What you need to do: Begin with the line containing "the blue sky" and copy each line exactly through the last line of the entries, inclusive.

Dataset entries
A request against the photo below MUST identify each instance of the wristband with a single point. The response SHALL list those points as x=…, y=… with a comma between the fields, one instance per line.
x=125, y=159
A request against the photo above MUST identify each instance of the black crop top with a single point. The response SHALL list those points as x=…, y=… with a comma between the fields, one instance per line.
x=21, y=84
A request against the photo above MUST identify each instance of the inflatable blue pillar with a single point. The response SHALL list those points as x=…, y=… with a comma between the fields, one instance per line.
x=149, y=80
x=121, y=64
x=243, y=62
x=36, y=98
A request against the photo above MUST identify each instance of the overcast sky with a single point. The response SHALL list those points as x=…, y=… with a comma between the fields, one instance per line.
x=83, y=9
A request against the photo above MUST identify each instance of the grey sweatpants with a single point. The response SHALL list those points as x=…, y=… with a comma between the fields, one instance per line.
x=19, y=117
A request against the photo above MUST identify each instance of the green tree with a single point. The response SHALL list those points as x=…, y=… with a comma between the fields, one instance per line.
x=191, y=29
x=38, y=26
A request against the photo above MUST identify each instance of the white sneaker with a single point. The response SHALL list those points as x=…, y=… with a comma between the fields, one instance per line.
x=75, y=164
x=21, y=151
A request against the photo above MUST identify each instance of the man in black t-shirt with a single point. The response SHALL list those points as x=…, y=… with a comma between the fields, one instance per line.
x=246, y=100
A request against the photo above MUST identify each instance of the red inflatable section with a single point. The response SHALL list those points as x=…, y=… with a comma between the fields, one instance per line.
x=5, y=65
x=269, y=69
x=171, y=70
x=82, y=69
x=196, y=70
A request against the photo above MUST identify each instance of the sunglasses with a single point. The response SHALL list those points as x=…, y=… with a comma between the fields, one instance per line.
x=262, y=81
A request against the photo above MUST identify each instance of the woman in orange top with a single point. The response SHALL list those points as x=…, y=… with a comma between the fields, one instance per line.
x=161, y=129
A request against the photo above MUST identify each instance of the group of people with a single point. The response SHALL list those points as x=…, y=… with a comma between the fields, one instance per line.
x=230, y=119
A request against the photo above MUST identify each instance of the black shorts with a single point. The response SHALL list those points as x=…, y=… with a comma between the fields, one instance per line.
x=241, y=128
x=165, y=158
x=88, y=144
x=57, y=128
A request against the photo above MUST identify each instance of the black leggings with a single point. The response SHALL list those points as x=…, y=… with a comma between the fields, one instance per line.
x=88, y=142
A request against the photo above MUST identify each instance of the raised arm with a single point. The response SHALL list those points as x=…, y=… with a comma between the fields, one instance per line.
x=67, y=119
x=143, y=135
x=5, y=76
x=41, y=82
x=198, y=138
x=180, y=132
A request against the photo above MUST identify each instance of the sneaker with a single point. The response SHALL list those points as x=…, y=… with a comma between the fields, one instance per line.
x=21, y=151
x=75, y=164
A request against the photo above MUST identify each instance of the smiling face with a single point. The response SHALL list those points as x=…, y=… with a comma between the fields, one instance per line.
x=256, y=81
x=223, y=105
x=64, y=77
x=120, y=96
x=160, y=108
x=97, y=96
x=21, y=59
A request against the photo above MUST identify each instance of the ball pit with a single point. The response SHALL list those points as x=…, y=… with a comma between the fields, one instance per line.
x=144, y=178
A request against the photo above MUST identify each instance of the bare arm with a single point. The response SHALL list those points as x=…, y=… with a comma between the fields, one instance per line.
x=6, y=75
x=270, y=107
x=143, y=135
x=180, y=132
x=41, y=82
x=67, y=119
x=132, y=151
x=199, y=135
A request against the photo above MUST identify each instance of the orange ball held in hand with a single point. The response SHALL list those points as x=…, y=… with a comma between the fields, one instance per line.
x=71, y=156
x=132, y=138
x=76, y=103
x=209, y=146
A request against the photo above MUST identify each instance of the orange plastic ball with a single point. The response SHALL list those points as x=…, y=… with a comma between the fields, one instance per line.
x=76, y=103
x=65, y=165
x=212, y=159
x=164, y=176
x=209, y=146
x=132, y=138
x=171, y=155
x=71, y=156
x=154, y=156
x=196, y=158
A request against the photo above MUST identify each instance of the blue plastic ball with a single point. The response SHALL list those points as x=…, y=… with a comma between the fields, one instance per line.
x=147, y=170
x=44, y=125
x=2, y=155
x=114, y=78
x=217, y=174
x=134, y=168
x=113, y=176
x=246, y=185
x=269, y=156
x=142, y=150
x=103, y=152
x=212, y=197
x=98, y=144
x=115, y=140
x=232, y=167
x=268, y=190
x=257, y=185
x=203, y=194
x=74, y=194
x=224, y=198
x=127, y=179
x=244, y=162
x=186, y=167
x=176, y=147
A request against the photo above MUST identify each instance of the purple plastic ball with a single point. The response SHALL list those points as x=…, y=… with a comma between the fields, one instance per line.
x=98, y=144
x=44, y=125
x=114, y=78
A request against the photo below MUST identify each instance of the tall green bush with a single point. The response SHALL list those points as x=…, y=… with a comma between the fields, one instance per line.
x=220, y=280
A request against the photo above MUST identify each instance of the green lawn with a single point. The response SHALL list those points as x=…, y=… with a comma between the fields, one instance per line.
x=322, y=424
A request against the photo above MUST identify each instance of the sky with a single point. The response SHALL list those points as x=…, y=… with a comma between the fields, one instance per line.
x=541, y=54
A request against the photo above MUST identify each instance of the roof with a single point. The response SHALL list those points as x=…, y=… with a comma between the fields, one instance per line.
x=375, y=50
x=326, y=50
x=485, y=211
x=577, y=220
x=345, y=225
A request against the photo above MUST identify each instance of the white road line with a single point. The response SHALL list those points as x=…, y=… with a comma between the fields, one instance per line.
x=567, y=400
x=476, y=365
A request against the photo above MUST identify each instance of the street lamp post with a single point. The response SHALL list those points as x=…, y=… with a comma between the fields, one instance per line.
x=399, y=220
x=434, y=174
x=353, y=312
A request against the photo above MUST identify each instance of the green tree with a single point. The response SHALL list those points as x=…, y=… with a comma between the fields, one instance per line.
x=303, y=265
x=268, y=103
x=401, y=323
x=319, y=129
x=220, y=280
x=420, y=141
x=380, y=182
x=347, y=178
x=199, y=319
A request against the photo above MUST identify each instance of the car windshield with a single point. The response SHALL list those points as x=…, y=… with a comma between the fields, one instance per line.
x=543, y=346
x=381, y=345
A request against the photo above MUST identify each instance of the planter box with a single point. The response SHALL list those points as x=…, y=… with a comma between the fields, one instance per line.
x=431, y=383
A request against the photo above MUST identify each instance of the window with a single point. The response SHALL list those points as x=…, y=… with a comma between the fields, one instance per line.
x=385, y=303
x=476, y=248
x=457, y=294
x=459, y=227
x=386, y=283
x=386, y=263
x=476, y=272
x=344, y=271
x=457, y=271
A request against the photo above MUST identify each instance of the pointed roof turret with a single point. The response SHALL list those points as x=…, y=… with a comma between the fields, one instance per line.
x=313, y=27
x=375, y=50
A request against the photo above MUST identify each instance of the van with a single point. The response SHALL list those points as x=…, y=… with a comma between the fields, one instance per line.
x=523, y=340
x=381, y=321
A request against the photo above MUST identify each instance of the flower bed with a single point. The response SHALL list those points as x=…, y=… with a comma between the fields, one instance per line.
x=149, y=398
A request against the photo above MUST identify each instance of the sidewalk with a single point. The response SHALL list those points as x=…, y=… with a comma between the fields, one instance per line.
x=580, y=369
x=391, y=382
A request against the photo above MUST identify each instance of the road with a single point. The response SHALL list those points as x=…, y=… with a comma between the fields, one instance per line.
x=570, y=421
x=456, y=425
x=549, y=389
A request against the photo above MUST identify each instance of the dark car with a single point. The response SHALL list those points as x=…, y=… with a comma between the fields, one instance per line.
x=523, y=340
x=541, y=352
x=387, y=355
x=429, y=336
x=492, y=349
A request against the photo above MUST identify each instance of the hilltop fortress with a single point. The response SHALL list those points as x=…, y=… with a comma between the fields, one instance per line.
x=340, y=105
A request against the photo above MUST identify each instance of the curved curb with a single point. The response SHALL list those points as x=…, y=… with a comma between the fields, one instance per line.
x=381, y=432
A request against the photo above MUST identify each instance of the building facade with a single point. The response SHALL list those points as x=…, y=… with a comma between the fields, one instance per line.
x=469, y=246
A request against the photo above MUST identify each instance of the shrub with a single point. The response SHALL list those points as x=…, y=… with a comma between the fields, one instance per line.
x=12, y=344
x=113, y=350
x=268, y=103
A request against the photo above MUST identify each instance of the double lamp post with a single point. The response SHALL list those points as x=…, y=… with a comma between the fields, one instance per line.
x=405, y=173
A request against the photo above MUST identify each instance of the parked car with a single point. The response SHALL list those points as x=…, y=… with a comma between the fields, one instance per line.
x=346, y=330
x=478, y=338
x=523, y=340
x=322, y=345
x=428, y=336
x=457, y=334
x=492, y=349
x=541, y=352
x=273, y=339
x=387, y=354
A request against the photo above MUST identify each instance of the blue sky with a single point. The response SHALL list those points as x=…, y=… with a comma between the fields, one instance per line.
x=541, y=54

Response box:
A request against the photo above MUST identify each instance of the blue sky with a single point. The response SHALL list those points as x=…, y=… with a comma between the fields, one instance per line.
x=541, y=54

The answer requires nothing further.